- _What is needed_
How many of the lines below include "every"? Give the number and no other words.

- _Records excerpted from a collection_
-*-*-
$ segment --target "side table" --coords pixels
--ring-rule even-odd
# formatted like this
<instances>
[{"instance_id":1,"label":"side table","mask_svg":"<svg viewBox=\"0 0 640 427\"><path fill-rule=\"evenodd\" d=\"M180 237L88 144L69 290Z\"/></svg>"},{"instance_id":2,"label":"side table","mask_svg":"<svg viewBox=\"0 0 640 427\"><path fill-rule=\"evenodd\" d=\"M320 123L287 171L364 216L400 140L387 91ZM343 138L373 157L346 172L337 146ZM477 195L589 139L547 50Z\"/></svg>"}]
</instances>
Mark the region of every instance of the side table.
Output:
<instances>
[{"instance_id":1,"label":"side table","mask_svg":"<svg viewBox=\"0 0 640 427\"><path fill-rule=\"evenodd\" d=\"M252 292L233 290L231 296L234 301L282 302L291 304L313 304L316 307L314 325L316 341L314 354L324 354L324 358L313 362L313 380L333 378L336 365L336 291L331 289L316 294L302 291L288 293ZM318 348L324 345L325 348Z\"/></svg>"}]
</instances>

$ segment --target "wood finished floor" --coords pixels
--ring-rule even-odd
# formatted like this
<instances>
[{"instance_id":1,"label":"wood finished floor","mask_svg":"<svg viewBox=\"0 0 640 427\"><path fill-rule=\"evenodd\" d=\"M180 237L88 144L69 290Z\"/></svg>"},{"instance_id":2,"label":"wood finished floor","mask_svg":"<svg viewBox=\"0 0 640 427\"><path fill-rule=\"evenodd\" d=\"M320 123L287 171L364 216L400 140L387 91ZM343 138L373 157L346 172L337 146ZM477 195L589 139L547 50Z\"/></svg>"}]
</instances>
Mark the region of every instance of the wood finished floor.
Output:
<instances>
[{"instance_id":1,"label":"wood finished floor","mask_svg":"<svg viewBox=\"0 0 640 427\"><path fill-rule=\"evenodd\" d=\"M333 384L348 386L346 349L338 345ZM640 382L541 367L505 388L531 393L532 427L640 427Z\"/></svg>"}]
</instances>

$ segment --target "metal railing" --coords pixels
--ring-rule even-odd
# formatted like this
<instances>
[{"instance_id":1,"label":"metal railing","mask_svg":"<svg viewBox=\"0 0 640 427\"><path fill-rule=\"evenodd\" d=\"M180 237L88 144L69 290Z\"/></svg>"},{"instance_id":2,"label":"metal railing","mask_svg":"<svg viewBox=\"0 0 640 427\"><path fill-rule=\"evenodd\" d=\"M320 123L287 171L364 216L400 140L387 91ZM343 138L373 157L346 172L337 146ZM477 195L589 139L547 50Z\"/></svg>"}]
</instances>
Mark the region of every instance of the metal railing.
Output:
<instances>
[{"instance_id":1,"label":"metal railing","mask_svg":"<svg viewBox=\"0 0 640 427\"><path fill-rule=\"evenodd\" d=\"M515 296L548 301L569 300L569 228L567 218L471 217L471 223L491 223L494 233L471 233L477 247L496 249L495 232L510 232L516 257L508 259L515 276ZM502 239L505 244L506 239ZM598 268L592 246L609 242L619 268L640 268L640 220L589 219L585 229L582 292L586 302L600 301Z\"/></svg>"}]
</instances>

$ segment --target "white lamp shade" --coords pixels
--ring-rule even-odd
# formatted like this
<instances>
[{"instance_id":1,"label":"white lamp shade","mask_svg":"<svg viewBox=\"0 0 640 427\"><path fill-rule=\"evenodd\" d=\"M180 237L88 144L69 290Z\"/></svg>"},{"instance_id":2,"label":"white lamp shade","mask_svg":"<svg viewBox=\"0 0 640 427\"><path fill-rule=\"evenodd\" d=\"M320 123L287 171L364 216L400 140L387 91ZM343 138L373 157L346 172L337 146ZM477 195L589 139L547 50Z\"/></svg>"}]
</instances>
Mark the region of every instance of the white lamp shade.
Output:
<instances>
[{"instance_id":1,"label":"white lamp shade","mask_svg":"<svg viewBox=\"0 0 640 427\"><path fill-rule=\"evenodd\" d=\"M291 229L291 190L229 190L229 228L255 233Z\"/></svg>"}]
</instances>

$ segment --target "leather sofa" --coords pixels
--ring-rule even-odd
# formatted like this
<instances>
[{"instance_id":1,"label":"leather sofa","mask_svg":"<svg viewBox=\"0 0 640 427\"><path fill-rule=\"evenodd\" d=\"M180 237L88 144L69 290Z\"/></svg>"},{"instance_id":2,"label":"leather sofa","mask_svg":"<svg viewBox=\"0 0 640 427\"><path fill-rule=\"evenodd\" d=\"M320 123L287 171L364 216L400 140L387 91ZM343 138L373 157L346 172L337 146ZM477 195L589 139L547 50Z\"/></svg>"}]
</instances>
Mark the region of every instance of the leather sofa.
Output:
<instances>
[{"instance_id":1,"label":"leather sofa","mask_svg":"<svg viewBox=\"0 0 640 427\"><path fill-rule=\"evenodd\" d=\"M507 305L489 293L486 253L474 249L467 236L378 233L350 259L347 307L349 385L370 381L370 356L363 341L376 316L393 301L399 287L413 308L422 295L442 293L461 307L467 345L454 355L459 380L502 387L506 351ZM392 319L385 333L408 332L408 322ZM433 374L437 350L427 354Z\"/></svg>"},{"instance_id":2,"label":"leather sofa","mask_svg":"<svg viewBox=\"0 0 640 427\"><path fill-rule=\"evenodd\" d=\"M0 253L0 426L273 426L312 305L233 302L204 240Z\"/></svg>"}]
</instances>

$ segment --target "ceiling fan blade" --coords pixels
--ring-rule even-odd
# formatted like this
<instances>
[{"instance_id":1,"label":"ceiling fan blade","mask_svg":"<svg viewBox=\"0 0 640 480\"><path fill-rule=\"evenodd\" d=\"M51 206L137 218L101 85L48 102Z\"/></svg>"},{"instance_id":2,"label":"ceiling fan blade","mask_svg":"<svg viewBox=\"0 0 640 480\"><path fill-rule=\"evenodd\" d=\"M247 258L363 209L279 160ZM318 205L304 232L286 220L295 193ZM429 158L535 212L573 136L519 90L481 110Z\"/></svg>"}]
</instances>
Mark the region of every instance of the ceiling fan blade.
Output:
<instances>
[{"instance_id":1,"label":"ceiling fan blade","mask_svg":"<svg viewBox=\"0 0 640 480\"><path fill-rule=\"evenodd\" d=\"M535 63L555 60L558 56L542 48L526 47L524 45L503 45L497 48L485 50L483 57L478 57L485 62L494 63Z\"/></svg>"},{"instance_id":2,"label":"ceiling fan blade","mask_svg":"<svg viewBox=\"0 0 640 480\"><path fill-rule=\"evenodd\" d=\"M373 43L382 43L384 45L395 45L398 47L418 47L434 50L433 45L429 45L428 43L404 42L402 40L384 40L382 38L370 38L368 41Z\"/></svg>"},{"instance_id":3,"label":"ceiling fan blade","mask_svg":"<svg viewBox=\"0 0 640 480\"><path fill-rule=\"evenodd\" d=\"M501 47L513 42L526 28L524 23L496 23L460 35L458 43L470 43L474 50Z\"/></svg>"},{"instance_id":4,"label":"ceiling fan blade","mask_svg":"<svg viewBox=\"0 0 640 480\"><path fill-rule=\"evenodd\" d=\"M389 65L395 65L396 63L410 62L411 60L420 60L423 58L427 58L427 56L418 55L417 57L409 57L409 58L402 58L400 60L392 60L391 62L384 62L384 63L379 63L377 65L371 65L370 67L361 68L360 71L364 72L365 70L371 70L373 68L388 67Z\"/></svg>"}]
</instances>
-*-*-
- _Task result_
6